→ EXERCISE DIRECTIONS: Every entry below needs to be repeated exactly as written.

+--

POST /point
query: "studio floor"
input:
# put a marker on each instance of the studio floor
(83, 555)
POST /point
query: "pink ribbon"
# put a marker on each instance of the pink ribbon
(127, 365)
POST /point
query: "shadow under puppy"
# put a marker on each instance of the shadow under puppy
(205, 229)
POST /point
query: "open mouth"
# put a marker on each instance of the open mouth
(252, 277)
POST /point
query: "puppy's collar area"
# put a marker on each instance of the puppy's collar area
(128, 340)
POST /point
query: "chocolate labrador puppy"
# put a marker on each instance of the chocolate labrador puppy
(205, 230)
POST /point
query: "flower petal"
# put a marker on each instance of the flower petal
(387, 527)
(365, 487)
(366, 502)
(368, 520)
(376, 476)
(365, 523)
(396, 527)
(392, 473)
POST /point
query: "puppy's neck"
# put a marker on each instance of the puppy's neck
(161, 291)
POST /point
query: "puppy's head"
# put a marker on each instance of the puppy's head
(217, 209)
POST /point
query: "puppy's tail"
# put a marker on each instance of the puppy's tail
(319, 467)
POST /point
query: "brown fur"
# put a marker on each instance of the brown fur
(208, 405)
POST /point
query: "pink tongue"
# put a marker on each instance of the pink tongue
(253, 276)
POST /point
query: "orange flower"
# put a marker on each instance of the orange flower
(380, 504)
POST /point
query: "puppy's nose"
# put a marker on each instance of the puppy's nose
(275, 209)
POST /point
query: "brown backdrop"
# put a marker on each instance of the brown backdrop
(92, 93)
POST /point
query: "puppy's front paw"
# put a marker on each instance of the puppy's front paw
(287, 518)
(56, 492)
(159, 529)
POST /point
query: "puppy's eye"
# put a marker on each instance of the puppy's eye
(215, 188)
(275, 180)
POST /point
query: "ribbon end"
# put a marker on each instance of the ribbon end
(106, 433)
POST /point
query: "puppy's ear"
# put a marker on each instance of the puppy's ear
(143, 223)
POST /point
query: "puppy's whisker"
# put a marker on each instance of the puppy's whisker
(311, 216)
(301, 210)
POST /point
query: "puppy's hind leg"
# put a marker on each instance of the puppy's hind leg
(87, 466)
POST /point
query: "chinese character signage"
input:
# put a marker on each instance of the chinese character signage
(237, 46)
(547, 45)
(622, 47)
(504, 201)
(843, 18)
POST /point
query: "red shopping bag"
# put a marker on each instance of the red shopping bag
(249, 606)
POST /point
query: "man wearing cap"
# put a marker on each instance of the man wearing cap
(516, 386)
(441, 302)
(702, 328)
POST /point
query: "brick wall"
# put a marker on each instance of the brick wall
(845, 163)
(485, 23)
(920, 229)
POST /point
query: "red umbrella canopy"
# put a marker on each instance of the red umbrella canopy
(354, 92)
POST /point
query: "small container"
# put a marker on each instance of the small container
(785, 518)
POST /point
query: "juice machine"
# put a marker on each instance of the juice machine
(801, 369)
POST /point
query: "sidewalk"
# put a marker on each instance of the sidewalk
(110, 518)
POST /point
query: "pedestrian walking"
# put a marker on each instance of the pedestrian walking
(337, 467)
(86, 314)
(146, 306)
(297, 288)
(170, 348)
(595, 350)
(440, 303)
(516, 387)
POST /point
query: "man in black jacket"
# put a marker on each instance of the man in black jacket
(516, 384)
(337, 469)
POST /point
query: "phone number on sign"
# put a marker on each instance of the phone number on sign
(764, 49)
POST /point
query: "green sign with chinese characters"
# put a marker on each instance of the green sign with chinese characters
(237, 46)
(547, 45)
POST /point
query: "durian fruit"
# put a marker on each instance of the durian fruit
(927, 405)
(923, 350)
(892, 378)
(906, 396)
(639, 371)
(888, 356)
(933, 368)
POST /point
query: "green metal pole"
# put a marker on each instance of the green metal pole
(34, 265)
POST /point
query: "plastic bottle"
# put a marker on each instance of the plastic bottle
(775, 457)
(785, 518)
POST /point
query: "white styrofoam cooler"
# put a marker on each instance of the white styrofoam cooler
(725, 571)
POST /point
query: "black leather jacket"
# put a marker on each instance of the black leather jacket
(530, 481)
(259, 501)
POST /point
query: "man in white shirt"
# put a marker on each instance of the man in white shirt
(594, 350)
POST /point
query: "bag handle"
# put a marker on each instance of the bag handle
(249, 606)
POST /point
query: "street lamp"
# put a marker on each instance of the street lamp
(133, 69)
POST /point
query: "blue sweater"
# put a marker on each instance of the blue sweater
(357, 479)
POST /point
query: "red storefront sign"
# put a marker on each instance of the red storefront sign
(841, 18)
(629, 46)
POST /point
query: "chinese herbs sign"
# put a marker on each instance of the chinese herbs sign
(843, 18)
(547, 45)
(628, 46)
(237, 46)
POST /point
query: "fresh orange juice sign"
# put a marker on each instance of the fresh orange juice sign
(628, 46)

+--

→ ANSWER SPACE:
POST /point
query: "studio floor"
input:
# put a marker on each instance of the studio floor
(83, 555)
POST /point
query: "pink ribbon"
# put a marker on each instance of the pink ribbon
(127, 365)
POST /point
query: "shadow under puppy"
# put a marker on each instance of the shadow under puppy
(205, 229)
POST /point
query: "open mouth"
# put a marker on each instance of the open mouth
(252, 277)
POST /point
query: "puppy's collar area"
# put a marker on each instance of the puppy's collar area
(128, 340)
POST /point
query: "chocolate labrador puppy"
# put a marker on each instance of the chocolate labrador puppy
(205, 230)
POST /point
query: "flower petal"
# put a marker on each instance of the flower petal
(387, 527)
(365, 487)
(366, 502)
(368, 520)
(376, 476)
(365, 523)
(396, 527)
(392, 473)
POST /point
query: "puppy's neck"
# put a marker on each instance of the puppy's neck
(161, 291)
POST /point
query: "puppy's head"
# put a marker on each instance of the puppy's head
(217, 209)
POST /point
query: "puppy's tail"
# put a marker on each instance of the puppy's tail
(319, 467)
POST /point
query: "brown fur"
# put a marker on each instance of the brown fur
(208, 405)
POST /point
query: "pink tongue"
# put a marker on each instance of the pink tongue
(253, 276)
POST /point
query: "orange flower"
# put a marker on each instance of the orange flower
(380, 504)
POST /point
query: "puppy's nose"
# put a marker on each instance of the puppy's nose
(275, 209)
POST /point
query: "brown backdrop"
# put a marker on each instance of the brown backdrop
(92, 93)
POST /point
query: "puppy's front paw"
# put a marker on each instance of the puppy's front paw
(287, 518)
(56, 492)
(159, 529)
POST /point
query: "puppy's eye"
# put a marker on each instance of the puppy's eye
(215, 188)
(275, 180)
POST /point
query: "ribbon end"
# put a marker on each instance of the ribbon end
(106, 433)
POST /point
query: "puppy's ear"
# put a marker on each instance of the puppy's ear
(143, 223)
POST /point
query: "puppy's whisker"
# put a marker on each instance of the puppy's whisker
(311, 216)
(301, 210)
POST /point
query: "puppy's hind leg"
# put a marker on each instance of the puppy's hind leg
(87, 466)
POST /point
query: "chinese character signage"
input:
# put a marker on each instance of the chinese character signage
(237, 46)
(547, 45)
(622, 47)
(504, 201)
(843, 18)
POST /point
query: "red shopping bag"
# put a marker on each instance of the red shopping bag
(249, 606)
POST /point
query: "man wearing cap"
# put a marker on each instance of the man wearing cap
(516, 386)
(441, 302)
(702, 328)
POST /point
query: "brick wall"
# put a marker on each instance of the brick wall
(845, 163)
(485, 23)
(920, 229)
POST /point
query: "red umbrella canopy"
# put a marker on each instance of the red umbrella canopy
(354, 92)
POST /point
query: "small container"
# put a marker on each instance of the small container
(785, 518)
POST /point
query: "juice machine"
# put a marker on each instance of the juice machine
(801, 369)
POST /point
query: "sidewalk"
# put a marker on each instance of the sidewalk
(110, 518)
POST /point
query: "pedestrian walking"
# put a marker on each instance of the pedestrian walking
(337, 467)
(86, 314)
(146, 306)
(297, 288)
(170, 348)
(595, 350)
(440, 303)
(516, 387)
POST /point
query: "man in black jacket"
# put a marker on each instance of the man in black jacket
(516, 384)
(337, 469)
POST /point
query: "phone number on sign"
# put a marker on each instance of the phone number on sign
(764, 49)
POST /point
query: "green sign with chinese characters"
# put a marker on each instance of the green sign with chinese characters
(237, 46)
(547, 45)
POST /point
query: "durian fruit"
# put a marker on each instance of the durian fruit
(927, 405)
(923, 350)
(892, 378)
(906, 396)
(639, 371)
(888, 356)
(933, 368)
POST /point
query: "green metal pole"
# put a marker on each instance of the green metal pole
(34, 265)
POST /point
query: "plastic bottle"
# put a marker on each instance of the plastic bottle
(775, 457)
(785, 518)
POST /point
query: "white styrofoam cooler"
# put a marker on each instance of the white styrofoam cooler
(725, 571)
POST /point
query: "black leather jacket"
# put a marker on each instance of the black leather jacket
(530, 481)
(259, 501)
POST /point
query: "man in white shirt"
# put a marker on each instance of the man in white shirt
(594, 350)
POST /point
query: "bag handle"
# put a marker on each instance of the bag handle
(249, 606)
POST /point
query: "street lamp"
# put a marker on each instance of the street lamp
(133, 69)
POST /point
query: "blue sweater"
# put a marker on each instance of the blue sweater
(357, 479)
POST /point
query: "red storefront sign"
# put a marker on each instance of the red storefront sign
(841, 18)
(629, 46)
POST /point
query: "chinese herbs sign"
# put a marker on each instance of the chinese herbs sign
(843, 18)
(547, 45)
(628, 46)
(237, 46)
POST /point
query: "fresh orange juice sign"
# put a marker on each instance of the fresh orange juice sign
(628, 46)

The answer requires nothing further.